*** Task data ***
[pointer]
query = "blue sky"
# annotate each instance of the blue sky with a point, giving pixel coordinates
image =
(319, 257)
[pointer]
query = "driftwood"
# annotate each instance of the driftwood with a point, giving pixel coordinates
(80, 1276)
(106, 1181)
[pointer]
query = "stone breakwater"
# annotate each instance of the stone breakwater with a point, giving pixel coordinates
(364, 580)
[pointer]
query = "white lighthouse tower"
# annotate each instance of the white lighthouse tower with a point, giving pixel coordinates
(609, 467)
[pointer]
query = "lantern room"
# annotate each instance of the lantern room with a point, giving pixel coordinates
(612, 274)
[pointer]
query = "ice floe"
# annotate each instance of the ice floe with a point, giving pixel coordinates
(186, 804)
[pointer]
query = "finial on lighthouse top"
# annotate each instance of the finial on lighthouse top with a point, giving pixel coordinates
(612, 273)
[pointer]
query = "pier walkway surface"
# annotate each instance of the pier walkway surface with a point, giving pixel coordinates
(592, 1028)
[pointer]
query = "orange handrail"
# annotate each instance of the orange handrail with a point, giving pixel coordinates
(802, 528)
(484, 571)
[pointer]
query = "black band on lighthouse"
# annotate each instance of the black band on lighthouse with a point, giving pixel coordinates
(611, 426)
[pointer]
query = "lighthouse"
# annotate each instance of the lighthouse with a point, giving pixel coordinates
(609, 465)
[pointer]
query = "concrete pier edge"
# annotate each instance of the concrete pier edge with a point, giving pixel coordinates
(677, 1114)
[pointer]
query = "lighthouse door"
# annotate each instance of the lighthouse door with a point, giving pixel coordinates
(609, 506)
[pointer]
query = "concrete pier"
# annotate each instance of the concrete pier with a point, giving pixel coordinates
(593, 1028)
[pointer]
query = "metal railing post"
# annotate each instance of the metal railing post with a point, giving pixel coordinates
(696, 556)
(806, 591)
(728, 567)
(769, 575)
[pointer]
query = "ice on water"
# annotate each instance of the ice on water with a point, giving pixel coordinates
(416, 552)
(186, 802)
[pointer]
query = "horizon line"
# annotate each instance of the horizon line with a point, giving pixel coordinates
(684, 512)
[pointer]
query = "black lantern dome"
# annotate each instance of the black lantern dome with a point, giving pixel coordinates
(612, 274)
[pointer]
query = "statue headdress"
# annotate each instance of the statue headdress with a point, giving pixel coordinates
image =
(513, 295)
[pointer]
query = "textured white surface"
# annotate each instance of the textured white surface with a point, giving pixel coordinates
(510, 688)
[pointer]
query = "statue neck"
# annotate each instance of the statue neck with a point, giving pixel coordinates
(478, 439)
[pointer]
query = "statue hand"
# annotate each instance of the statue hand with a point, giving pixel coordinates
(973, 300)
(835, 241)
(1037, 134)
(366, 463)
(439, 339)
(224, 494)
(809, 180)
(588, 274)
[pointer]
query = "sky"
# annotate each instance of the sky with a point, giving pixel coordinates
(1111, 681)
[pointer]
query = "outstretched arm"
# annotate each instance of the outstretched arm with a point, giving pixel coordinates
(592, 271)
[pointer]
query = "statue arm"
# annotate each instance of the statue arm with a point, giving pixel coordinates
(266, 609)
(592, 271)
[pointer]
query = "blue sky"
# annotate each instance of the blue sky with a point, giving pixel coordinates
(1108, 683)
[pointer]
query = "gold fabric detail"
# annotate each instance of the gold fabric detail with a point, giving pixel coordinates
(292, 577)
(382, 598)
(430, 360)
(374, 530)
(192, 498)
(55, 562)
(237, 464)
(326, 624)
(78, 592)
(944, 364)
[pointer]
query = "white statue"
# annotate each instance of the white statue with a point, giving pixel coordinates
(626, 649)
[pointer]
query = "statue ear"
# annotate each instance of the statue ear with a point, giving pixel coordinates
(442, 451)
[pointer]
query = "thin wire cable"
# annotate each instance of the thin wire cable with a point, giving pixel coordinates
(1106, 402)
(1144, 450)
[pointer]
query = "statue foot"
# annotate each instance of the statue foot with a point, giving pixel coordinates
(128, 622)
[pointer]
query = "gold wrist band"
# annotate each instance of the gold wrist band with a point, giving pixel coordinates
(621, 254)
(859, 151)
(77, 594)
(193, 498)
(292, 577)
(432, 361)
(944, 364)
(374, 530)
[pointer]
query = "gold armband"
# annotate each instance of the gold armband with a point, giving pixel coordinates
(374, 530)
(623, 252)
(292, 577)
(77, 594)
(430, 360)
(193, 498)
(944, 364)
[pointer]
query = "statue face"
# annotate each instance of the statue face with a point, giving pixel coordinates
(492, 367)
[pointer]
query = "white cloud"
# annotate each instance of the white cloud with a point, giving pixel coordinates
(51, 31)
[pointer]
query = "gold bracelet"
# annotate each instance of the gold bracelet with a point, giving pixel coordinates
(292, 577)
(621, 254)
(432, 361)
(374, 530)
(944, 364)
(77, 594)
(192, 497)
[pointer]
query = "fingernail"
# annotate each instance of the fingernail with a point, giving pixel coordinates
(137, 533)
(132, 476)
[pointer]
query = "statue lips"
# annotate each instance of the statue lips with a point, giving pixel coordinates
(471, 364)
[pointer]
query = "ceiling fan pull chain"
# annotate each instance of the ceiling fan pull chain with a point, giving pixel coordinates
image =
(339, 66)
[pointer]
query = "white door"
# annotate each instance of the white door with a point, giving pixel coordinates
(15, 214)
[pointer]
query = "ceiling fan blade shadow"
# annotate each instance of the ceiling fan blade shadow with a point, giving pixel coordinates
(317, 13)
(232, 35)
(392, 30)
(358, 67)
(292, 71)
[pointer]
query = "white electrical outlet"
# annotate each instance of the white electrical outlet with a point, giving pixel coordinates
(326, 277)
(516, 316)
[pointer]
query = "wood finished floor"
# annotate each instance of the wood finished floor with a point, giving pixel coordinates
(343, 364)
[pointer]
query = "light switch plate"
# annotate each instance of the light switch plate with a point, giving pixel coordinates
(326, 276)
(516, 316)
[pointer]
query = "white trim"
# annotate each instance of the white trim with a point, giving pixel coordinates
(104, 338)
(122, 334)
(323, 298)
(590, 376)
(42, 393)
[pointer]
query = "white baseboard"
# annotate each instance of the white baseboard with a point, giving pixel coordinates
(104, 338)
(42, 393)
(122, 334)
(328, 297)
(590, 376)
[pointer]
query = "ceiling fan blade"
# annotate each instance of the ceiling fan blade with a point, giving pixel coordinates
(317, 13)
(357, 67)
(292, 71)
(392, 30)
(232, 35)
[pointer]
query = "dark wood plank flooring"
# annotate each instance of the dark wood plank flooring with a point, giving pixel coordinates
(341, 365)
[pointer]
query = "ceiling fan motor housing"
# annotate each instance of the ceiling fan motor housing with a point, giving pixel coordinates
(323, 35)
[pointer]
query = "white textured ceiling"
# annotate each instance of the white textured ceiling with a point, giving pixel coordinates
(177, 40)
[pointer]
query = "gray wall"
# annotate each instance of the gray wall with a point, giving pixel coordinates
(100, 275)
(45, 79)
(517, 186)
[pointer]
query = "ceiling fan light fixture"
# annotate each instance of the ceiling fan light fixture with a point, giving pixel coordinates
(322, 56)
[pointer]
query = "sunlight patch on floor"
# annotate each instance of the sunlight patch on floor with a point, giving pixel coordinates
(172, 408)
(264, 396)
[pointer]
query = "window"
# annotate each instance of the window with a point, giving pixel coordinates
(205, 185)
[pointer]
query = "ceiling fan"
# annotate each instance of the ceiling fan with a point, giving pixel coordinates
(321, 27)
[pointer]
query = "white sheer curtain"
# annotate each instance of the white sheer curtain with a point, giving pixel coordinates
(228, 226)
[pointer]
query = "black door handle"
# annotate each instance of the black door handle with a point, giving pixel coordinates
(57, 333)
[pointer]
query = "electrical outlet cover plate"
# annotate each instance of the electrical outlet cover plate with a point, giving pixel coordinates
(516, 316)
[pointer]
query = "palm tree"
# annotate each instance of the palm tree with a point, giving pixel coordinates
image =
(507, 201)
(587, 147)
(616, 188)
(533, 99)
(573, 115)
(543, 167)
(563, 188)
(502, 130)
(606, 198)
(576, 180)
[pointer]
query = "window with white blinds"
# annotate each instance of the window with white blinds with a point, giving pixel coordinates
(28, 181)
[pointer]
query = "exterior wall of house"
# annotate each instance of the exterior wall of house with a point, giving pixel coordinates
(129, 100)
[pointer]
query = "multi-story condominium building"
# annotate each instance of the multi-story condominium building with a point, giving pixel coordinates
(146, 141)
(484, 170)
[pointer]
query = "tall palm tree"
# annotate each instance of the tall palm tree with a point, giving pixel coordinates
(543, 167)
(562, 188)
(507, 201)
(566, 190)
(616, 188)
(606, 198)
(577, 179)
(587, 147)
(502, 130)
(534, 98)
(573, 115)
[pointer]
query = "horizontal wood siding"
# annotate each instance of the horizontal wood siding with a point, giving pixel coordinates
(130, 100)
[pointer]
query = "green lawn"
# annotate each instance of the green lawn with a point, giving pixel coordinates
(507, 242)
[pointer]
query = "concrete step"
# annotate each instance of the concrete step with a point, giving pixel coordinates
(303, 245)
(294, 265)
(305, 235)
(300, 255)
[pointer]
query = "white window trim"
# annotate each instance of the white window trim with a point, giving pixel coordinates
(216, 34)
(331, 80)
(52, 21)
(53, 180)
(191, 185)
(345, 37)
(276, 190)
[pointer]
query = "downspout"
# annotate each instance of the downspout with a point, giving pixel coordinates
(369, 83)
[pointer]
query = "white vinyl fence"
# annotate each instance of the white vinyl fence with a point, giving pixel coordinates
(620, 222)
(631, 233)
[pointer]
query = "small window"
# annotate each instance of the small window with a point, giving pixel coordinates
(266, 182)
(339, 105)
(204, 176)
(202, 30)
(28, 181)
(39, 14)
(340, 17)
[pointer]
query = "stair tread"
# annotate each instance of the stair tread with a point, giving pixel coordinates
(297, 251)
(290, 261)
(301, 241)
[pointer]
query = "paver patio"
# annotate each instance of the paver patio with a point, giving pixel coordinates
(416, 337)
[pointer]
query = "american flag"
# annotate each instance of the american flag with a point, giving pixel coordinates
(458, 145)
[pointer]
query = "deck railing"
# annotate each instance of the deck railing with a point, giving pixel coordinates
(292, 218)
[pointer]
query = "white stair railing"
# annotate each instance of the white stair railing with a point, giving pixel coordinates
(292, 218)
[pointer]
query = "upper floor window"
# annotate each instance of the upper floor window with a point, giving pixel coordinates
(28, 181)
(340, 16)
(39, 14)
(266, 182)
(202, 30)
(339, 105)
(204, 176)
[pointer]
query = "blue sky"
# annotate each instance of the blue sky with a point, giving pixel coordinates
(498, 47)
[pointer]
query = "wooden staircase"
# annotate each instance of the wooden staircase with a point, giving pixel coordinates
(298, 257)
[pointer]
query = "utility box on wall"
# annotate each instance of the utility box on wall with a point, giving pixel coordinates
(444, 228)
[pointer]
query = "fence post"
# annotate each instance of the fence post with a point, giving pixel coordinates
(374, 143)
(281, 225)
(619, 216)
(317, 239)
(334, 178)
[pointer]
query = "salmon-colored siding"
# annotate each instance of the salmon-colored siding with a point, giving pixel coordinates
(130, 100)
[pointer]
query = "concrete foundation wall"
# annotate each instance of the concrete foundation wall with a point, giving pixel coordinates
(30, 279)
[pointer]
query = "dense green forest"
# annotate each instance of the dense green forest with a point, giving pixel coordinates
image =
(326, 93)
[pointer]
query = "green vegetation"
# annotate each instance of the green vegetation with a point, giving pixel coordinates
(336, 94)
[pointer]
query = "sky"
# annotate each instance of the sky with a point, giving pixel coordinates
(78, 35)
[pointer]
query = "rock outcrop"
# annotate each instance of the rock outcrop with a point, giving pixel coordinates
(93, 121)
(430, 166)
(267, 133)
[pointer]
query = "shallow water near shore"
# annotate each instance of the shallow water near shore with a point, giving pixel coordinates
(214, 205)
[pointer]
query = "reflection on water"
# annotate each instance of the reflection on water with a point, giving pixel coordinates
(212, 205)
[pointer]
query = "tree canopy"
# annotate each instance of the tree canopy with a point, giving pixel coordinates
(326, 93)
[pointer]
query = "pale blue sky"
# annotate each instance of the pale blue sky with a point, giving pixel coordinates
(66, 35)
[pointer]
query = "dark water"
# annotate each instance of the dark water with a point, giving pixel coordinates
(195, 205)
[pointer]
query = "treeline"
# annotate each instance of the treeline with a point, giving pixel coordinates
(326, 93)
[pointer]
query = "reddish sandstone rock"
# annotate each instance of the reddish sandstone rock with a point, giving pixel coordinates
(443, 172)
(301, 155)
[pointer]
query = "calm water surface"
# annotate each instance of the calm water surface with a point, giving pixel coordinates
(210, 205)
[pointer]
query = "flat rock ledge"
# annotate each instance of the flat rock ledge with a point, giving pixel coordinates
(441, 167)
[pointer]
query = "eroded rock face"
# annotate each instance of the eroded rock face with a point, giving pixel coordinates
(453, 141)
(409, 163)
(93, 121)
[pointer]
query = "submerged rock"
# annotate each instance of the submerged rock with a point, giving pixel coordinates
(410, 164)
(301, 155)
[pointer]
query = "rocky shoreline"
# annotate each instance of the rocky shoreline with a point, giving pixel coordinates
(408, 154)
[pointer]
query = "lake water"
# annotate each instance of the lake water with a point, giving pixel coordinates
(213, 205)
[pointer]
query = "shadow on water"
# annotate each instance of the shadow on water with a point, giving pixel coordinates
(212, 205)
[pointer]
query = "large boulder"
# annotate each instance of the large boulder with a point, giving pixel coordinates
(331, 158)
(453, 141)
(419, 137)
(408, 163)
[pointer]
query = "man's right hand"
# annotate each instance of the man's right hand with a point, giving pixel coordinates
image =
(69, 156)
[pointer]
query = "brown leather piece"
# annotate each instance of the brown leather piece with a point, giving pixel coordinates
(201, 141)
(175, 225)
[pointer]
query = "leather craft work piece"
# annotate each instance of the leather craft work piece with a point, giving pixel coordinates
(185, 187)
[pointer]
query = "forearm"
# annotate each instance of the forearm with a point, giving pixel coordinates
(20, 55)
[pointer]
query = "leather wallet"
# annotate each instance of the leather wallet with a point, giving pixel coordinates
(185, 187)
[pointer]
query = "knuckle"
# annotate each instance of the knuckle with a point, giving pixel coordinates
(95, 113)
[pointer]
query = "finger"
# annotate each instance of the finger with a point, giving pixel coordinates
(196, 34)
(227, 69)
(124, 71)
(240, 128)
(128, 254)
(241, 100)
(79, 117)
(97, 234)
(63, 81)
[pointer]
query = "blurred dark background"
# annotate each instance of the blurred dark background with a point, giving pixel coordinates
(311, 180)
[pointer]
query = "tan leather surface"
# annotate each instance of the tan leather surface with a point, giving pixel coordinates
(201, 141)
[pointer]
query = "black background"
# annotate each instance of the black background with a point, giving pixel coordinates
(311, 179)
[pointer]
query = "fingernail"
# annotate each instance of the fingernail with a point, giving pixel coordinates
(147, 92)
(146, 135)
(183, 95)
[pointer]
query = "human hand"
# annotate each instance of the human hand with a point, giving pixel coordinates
*** End of Task data ***
_What is expected_
Scan the records above for the string "human", and copy every line where it turns up.

_Task solution_
query = "human hand"
# annotate each instance of the human hand with a point, giving pixel coordinates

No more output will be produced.